(Stored data entries)
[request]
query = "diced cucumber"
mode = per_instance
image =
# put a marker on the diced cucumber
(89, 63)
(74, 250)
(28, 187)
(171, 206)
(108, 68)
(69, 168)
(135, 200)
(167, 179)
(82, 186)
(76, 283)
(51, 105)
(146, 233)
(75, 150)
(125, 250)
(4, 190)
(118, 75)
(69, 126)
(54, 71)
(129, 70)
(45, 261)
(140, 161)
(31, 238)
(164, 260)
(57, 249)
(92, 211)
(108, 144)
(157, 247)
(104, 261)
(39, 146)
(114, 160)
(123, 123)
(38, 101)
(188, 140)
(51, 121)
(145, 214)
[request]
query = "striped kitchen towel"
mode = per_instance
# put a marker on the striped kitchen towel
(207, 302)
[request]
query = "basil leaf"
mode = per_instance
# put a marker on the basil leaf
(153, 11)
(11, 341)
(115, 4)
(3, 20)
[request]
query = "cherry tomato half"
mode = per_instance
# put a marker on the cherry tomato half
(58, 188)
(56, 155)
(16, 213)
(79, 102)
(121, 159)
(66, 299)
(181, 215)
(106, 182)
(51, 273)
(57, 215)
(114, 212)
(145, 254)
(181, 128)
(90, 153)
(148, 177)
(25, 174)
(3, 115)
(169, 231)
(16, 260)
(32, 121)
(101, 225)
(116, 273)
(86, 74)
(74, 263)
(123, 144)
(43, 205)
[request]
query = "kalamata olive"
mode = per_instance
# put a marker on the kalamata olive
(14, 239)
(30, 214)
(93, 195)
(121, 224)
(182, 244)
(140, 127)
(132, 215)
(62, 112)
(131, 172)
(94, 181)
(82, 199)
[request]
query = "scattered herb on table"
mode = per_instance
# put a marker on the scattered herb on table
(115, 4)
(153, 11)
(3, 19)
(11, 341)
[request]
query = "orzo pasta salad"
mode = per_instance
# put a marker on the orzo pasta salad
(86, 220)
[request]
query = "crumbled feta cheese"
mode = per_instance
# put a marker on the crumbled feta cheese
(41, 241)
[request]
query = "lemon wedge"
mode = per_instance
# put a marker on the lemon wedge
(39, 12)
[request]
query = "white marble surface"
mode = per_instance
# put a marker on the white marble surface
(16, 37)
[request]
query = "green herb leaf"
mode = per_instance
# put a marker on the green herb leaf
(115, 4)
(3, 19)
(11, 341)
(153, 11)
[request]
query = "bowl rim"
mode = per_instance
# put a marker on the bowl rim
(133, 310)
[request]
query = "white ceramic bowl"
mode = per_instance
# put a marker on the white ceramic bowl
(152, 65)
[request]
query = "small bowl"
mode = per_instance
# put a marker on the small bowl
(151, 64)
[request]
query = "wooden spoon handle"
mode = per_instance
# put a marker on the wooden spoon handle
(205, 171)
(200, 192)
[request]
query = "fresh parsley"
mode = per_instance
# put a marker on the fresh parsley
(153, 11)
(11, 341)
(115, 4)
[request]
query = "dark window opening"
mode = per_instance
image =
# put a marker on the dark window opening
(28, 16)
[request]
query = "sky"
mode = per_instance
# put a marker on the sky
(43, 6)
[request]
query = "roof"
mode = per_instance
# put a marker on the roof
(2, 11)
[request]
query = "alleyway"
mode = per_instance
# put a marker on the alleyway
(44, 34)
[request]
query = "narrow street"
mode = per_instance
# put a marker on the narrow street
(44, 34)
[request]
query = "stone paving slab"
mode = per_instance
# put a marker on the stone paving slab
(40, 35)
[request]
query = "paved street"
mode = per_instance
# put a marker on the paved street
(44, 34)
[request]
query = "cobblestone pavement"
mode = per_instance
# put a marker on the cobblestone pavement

==

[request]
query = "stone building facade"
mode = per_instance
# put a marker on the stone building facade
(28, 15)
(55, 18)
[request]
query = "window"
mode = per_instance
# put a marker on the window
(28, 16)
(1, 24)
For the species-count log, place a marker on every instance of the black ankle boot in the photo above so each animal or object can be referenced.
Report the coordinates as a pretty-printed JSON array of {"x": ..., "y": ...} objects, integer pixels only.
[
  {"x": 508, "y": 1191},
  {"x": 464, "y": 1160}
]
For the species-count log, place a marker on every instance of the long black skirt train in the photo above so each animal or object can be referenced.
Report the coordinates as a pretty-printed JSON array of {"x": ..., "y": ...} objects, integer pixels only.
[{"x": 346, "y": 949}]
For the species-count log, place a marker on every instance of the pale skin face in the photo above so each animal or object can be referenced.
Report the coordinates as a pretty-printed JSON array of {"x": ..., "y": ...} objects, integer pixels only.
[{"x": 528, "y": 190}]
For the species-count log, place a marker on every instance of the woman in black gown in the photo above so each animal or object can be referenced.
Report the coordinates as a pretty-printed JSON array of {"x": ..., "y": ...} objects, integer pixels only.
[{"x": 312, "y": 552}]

_TASK INSTRUCTIONS:_
Every line above that holds the string "cobblestone" should be copied out.

_RESULT FOR THIS EXERCISE:_
query = "cobblestone pavement"
# put a marker on the cobblestone pavement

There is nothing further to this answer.